*** Block opens ***

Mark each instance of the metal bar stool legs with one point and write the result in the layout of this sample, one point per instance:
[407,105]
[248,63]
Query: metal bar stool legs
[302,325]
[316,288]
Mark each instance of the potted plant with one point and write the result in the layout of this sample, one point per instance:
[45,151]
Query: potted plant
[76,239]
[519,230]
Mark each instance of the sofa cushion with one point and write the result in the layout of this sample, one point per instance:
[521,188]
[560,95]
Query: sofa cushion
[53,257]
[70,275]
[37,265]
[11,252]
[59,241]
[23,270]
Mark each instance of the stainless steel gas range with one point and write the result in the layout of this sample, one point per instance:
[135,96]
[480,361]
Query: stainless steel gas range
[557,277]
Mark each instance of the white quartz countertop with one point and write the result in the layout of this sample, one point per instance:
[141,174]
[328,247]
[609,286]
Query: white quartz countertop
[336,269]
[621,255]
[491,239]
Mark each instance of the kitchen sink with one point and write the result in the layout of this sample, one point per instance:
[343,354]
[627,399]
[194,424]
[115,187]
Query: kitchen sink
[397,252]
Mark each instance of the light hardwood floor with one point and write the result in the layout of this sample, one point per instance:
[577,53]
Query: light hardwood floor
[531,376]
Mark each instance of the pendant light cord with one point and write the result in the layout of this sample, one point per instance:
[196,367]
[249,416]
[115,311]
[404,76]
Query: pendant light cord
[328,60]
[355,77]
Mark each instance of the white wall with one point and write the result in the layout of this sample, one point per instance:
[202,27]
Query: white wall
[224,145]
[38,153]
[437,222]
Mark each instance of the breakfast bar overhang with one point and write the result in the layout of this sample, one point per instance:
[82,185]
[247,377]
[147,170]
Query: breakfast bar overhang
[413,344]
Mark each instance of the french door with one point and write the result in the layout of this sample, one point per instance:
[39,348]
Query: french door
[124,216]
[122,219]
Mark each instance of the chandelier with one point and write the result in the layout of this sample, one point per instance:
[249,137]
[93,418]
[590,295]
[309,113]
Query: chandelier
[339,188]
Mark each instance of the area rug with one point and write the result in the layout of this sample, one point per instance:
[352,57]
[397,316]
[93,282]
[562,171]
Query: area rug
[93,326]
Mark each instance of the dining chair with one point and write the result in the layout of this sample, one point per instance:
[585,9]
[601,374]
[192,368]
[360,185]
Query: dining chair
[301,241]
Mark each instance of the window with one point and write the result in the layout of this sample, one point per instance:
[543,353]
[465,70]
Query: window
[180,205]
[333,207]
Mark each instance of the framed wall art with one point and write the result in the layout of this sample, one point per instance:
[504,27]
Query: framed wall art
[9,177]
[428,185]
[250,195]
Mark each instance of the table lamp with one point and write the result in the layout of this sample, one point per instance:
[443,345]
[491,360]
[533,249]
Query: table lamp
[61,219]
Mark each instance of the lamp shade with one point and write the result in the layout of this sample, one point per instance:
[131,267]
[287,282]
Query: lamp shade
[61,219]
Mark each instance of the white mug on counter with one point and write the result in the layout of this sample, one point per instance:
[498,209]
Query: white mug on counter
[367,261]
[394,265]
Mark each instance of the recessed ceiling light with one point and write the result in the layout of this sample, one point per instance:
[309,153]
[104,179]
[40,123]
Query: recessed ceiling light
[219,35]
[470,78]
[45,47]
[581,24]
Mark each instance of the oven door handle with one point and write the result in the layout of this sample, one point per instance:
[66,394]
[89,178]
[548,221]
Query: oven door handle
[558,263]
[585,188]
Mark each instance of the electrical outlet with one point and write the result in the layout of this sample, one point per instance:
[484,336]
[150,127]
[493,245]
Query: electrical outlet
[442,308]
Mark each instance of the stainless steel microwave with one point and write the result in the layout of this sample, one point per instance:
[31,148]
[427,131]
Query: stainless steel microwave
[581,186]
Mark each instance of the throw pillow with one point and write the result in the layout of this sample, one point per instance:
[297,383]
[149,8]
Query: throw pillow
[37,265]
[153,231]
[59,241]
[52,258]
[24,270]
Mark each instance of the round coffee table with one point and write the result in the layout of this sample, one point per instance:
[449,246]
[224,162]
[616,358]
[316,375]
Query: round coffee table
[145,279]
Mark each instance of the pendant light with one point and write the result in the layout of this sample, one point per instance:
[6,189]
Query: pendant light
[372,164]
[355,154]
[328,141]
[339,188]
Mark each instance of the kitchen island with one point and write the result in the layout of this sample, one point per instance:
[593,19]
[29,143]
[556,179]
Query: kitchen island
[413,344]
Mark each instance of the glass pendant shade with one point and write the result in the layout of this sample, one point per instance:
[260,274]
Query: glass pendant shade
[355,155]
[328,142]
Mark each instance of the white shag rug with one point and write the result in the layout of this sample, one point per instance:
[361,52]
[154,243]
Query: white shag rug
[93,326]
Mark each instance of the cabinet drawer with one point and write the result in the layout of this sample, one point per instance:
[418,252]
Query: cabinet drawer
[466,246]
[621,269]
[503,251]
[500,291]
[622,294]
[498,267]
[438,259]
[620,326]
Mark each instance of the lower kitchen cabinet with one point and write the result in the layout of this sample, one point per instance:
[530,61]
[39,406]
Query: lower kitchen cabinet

*** Block closes ***

The records above must be repeated exactly, every one of them.

Problem solution =
Mark each instance of the metal bar stool legs with one point and write the result in the layout of this sample, one point per instance:
[407,105]
[248,63]
Query: metal bar stool legs
[302,325]
[316,288]
Mark each instance of the potted plant with one point and write the result in the layout of this sample, one point per instance:
[45,151]
Query: potted plant
[76,239]
[519,230]
Mark each instance of the sofa cushion with one point and write the result in the layout of this sample, one point per instance:
[521,188]
[560,95]
Query: sofa cushion
[53,257]
[70,275]
[37,265]
[11,252]
[59,241]
[23,270]
Mark each instance of the stainless steel gas range with one point and write the result in the layout of this sample, one point per instance:
[135,96]
[480,361]
Query: stainless steel gas range
[557,277]
Mark each instance of the white quartz countertop with one point and write the result in the layout of this sample, one point per instance:
[141,174]
[328,247]
[609,286]
Query: white quartz countertop
[336,269]
[621,255]
[491,239]
Mark each instance of the kitchen sink with one point and write the result in the layout of this sample, one point per instance:
[343,354]
[627,399]
[194,424]
[115,187]
Query: kitchen sink
[397,252]
Mark each instance of the light hardwood floor with one point and write the result in the layout of this sample, one point per instance:
[577,53]
Query: light hardwood floor
[531,376]
Mark each instance of the pendant light cord with one point and write the result in the layout of this sample, one point per instance:
[196,367]
[249,416]
[115,311]
[404,76]
Query: pendant light cord
[328,60]
[355,77]
Mark each instance of the white wall with one point and write the result in the layout of this sample, one point per instance:
[202,27]
Query: white wall
[224,145]
[38,153]
[437,222]
Mark each instance of the breakfast bar overhang with one point and write the result in the layout of this sample, one point per instance:
[82,185]
[247,377]
[147,170]
Query: breakfast bar overhang
[413,344]
Mark each instance of the french door with one point and write the result in the layout of this sample, one point per instance:
[39,348]
Query: french door
[124,216]
[122,219]
Mark each instance of the chandelier with one point and write the result in the layout of this sample, one point per instance:
[249,137]
[93,418]
[590,295]
[309,113]
Query: chandelier
[339,188]
Mark each instance of the area rug with one point and write the result in the layout of this sample, one point per instance:
[352,57]
[397,316]
[93,282]
[562,171]
Query: area rug
[93,326]
Mark each instance of the dining chair with one point and write the result in the layout of this sample, one point per instance:
[585,9]
[601,374]
[192,368]
[360,185]
Query: dining chair
[301,241]
Mark each instance of the window with one point and write the result in the layout of this sample, one point per instance:
[543,353]
[465,70]
Query: window
[180,205]
[333,207]
Mark each instance of the framed wall art with one point and write the result in the layout of this sample, one point per instance:
[504,27]
Query: framed wall art
[9,177]
[428,185]
[250,195]
Mark each instance of the table lamp with one point and write the result in the layout of this sample, one point per instance:
[443,345]
[491,360]
[533,249]
Query: table lamp
[61,219]
Mark each instance of the lamp shade with one point and write the result in the layout of this sample, one point per instance:
[131,267]
[287,282]
Query: lamp shade
[61,219]
Mark each instance of the white mug on counter with one point and write the result in the layout of this sample, one point per instance:
[498,209]
Query: white mug on counter
[367,261]
[394,265]
Mark each instance of the recessed ceiling light with one point and write the result in the layout of this sample, one point per instance:
[309,153]
[104,179]
[40,123]
Query: recessed ceiling light
[219,35]
[470,78]
[45,47]
[581,24]
Mark each instance of the oven door handle with one point and write the result in the layout of this sample, one point per instance:
[66,394]
[89,178]
[548,221]
Query: oven door handle
[558,263]
[585,188]
Mark each instance of the electrical outlet with one point and write the result in the layout of this sample, one point per instance:
[484,336]
[150,127]
[493,245]
Query: electrical outlet
[442,308]
Mark each instance of the stainless steel microwave with one point and write the result in the layout of this sample, one point per instance:
[31,148]
[427,131]
Query: stainless steel microwave
[581,186]
Mark each instance of the throw pillow with one point and write the result in the layout of this sample, one point per instance:
[297,383]
[149,8]
Query: throw pillow
[37,265]
[153,231]
[59,241]
[52,258]
[24,270]
Mark each instance of the round coffee table with one point and write the result in the layout of this sample, one point per instance:
[449,246]
[224,162]
[616,358]
[316,375]
Query: round coffee table
[145,279]
Mark each instance of the pendant light with one point and write the result in the layout of this sample, one point per instance:
[6,189]
Query: pendant light
[372,164]
[355,154]
[328,141]
[339,188]
Mark each instance of the kitchen island with one point and write the result in the layout of this sample, one point per instance:
[593,19]
[29,143]
[556,179]
Query: kitchen island
[413,344]
Mark each instance of the glass pendant shade with one point and write the result in the layout of this sample, one point per instance:
[260,274]
Query: glass pendant shade
[355,155]
[328,142]
Mark each instance of the white shag rug with one point and write the result in the layout of this sample, one point per instance:
[361,52]
[154,243]
Query: white shag rug
[93,326]
Mark each instance of the cabinet drawer with one point and write the result in the layout of this sample, one point per instance:
[418,252]
Query: cabinet drawer
[466,246]
[621,269]
[503,251]
[500,291]
[622,294]
[498,267]
[438,259]
[620,326]
Mark each instance of the lower kitchen cabinet with one point and write the result in the layout of this sample, one point per instance:
[530,61]
[39,406]
Query: lower kitchen cabinet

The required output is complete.